[TASK INSTRUCTIONS] Return the lines beginning at the one that contains "# test: locate points for every instance of the turquoise" and continuing to the end of the entries, including both ends, exactly as written and nothing else.

[INPUT DATA]
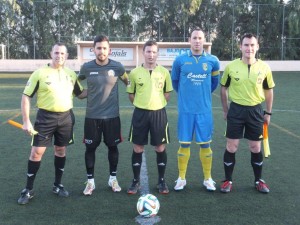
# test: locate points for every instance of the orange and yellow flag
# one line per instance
(267, 152)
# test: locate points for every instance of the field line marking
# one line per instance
(144, 182)
(285, 130)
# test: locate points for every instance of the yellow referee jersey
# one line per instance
(149, 88)
(246, 83)
(54, 88)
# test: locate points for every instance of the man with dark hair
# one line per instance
(102, 112)
(54, 85)
(247, 82)
(195, 75)
(149, 91)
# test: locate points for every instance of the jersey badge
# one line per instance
(111, 73)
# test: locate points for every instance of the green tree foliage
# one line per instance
(30, 27)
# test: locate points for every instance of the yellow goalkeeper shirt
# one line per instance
(246, 83)
(149, 88)
(54, 88)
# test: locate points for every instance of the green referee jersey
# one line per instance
(54, 88)
(149, 88)
(246, 83)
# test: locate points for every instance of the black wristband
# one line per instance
(267, 113)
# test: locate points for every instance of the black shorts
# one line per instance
(245, 121)
(155, 121)
(57, 124)
(95, 128)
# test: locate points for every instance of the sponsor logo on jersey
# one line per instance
(93, 73)
(88, 141)
(197, 79)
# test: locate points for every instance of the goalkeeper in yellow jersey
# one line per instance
(195, 75)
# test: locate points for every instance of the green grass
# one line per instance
(192, 206)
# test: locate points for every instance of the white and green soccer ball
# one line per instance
(148, 205)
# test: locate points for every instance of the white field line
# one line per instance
(144, 182)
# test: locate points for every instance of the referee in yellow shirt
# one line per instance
(247, 82)
(54, 85)
(149, 90)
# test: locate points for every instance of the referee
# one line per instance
(54, 85)
(149, 90)
(247, 82)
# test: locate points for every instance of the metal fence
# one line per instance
(281, 45)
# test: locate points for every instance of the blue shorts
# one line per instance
(198, 125)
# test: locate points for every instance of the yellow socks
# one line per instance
(206, 160)
(183, 156)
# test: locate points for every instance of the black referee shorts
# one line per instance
(54, 124)
(245, 122)
(153, 121)
(110, 129)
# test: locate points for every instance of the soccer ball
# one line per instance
(148, 205)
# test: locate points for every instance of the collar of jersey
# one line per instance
(203, 53)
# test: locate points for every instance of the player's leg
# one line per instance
(112, 137)
(159, 132)
(203, 136)
(205, 155)
(138, 135)
(254, 133)
(33, 166)
(234, 131)
(63, 136)
(92, 139)
(185, 131)
(45, 124)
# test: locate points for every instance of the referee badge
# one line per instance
(111, 73)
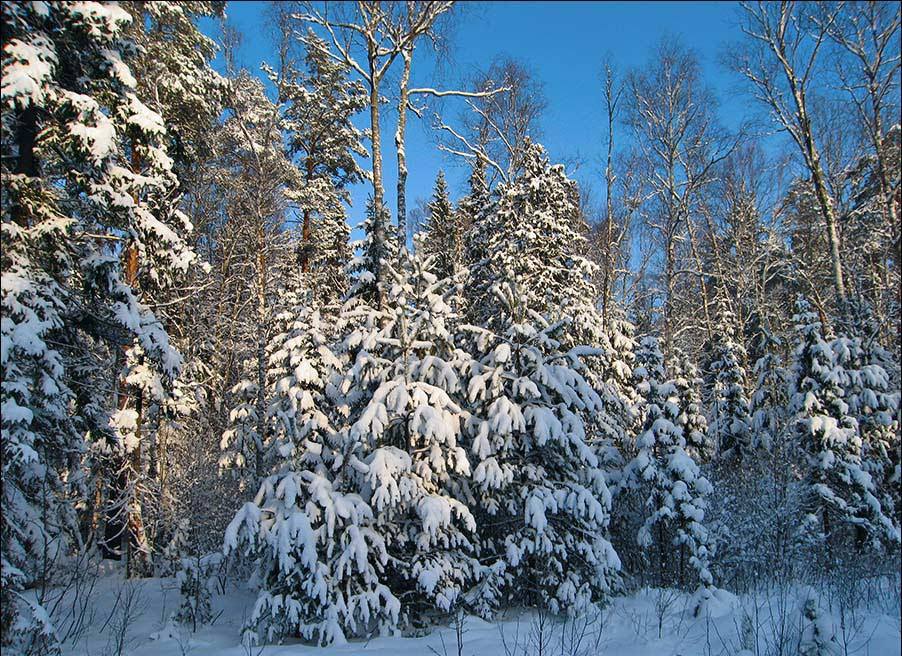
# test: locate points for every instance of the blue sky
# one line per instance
(564, 43)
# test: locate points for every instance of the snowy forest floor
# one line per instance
(116, 617)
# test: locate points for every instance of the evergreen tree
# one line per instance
(443, 235)
(86, 177)
(729, 423)
(687, 383)
(769, 401)
(253, 158)
(541, 500)
(319, 105)
(669, 479)
(838, 493)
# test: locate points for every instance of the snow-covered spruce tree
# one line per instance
(541, 502)
(729, 423)
(533, 238)
(173, 71)
(86, 177)
(473, 210)
(442, 238)
(406, 421)
(669, 480)
(769, 402)
(687, 381)
(317, 556)
(258, 179)
(872, 400)
(839, 495)
(319, 104)
(622, 398)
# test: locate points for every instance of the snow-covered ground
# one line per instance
(135, 618)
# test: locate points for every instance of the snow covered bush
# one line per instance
(193, 578)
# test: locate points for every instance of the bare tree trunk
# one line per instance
(378, 189)
(706, 301)
(307, 228)
(400, 135)
(261, 352)
(611, 256)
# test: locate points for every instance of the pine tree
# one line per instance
(319, 105)
(253, 157)
(769, 401)
(408, 423)
(374, 255)
(838, 493)
(533, 238)
(869, 394)
(541, 500)
(85, 168)
(668, 478)
(687, 382)
(443, 233)
(729, 423)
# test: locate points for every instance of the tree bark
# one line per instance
(400, 136)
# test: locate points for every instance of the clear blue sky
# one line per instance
(564, 43)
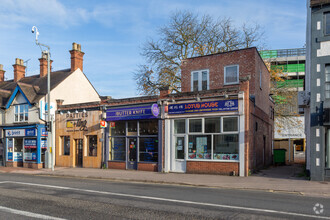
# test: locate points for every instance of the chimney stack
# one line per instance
(76, 57)
(19, 69)
(2, 73)
(43, 65)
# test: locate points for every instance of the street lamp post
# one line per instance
(50, 158)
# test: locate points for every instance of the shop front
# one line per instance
(26, 146)
(204, 137)
(78, 138)
(133, 137)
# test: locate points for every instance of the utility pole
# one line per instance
(50, 153)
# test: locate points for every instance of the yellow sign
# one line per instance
(69, 124)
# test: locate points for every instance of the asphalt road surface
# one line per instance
(48, 197)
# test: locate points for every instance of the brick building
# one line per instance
(222, 121)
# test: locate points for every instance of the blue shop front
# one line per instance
(25, 146)
(133, 137)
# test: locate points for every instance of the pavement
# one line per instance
(282, 179)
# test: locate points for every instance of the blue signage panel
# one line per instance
(30, 143)
(44, 132)
(30, 132)
(133, 113)
(204, 107)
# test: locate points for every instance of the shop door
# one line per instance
(132, 153)
(178, 155)
(79, 147)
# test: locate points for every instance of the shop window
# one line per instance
(212, 125)
(66, 145)
(21, 113)
(327, 81)
(199, 147)
(226, 147)
(118, 128)
(131, 128)
(195, 125)
(117, 148)
(148, 149)
(200, 80)
(179, 126)
(148, 127)
(92, 145)
(230, 124)
(327, 23)
(231, 75)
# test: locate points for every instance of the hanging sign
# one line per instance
(103, 124)
(204, 107)
(133, 113)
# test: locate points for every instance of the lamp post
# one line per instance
(50, 159)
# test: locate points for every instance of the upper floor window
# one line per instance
(327, 23)
(21, 113)
(231, 74)
(200, 80)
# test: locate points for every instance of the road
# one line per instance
(48, 197)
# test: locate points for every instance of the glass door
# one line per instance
(179, 151)
(132, 153)
(79, 152)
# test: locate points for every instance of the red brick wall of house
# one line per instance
(256, 111)
(212, 167)
(148, 167)
(215, 64)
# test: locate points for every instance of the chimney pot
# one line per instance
(76, 57)
(74, 46)
(19, 69)
(2, 73)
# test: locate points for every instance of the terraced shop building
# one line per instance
(289, 119)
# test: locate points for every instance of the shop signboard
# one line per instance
(43, 143)
(30, 143)
(30, 132)
(18, 156)
(30, 156)
(15, 133)
(133, 113)
(44, 133)
(204, 107)
(10, 156)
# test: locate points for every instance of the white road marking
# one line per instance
(28, 214)
(173, 200)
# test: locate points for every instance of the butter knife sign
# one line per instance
(44, 109)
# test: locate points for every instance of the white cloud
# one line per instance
(14, 13)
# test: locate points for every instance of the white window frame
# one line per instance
(229, 132)
(200, 79)
(19, 113)
(224, 78)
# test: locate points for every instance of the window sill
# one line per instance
(209, 160)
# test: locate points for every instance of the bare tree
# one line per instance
(187, 35)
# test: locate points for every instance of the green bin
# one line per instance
(279, 156)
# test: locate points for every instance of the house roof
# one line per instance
(33, 87)
(314, 3)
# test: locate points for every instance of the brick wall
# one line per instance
(116, 165)
(148, 167)
(215, 64)
(212, 167)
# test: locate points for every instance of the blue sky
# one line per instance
(112, 32)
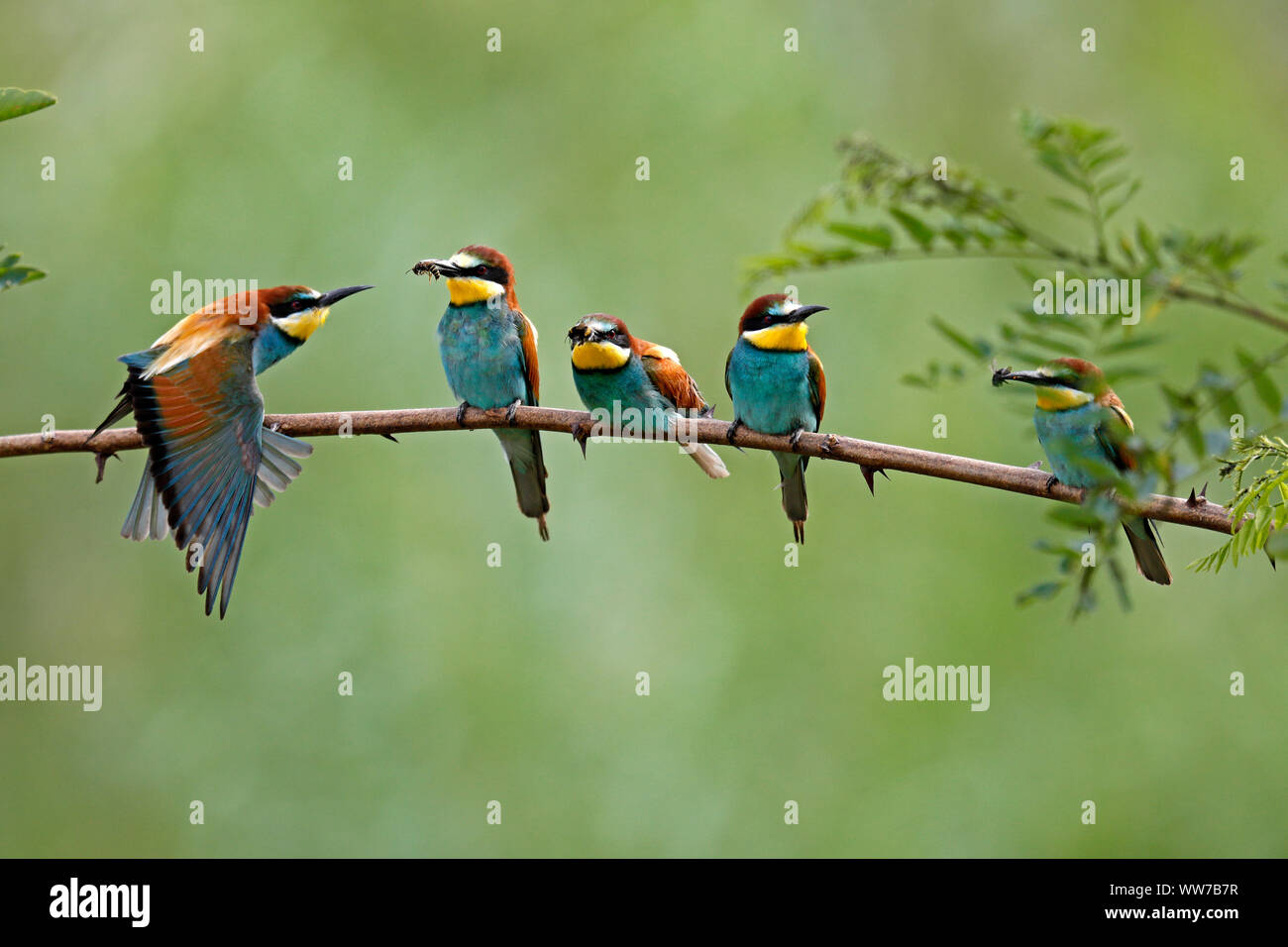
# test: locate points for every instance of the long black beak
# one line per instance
(436, 268)
(336, 295)
(805, 312)
(1030, 377)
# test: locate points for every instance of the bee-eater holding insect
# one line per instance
(1083, 425)
(778, 386)
(198, 408)
(489, 355)
(617, 372)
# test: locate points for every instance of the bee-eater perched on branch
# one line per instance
(1082, 425)
(617, 372)
(778, 386)
(489, 354)
(198, 408)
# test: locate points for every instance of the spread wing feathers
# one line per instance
(194, 334)
(202, 425)
(277, 468)
(669, 376)
(528, 337)
(816, 384)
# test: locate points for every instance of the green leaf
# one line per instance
(1131, 192)
(14, 102)
(872, 236)
(13, 274)
(1038, 592)
(915, 230)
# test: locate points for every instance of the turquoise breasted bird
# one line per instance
(489, 354)
(616, 372)
(198, 408)
(1082, 425)
(778, 386)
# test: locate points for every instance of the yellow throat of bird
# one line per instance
(787, 337)
(599, 356)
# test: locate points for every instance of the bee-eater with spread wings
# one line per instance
(198, 408)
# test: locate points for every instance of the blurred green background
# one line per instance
(518, 684)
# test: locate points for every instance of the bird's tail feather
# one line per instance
(1142, 538)
(791, 468)
(707, 459)
(528, 468)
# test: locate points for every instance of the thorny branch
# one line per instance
(1197, 512)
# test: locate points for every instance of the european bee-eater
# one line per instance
(617, 372)
(778, 386)
(1083, 425)
(198, 408)
(489, 355)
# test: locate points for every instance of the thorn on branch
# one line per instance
(581, 436)
(101, 459)
(870, 474)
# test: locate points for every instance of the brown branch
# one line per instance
(868, 454)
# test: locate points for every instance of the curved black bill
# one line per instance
(436, 268)
(336, 295)
(1031, 377)
(804, 312)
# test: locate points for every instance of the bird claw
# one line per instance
(581, 436)
(870, 475)
(101, 459)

[OUTPUT OF THE TASK]
# test: locate points for every instance of the turquoise breasted bird
# one line per instance
(489, 354)
(616, 372)
(198, 408)
(1082, 425)
(778, 386)
# test: locate points for every instance of the yellow throat of bird
# one line per instance
(787, 337)
(599, 356)
# test: locate points for every instance of the bee-eater with spread wings
# one line per instance
(198, 408)
# test: locate points for every instance of the blurred green background
# one line per instance
(518, 684)
# test: locate points for every instance of the bird's tail feather
# one line per instance
(1142, 538)
(791, 468)
(707, 459)
(528, 468)
# test: locate points for every instance of the thorny branch
# one line per instance
(1197, 512)
# test: locate points for every instance of the european bee-eater
# one line per instance
(617, 372)
(778, 386)
(1083, 425)
(198, 408)
(489, 355)
# test: locate points for every instance of the thorn on branch
# one line per instance
(581, 436)
(101, 459)
(870, 474)
# test: locate points for every instance of the brown branch
# one line per instance
(868, 454)
# test: locate points for every instance of the curved black bill
# one line per instance
(436, 268)
(336, 295)
(1031, 377)
(804, 312)
# test: locate points for every instance of the bird claw
# one line per instance
(581, 436)
(870, 475)
(101, 459)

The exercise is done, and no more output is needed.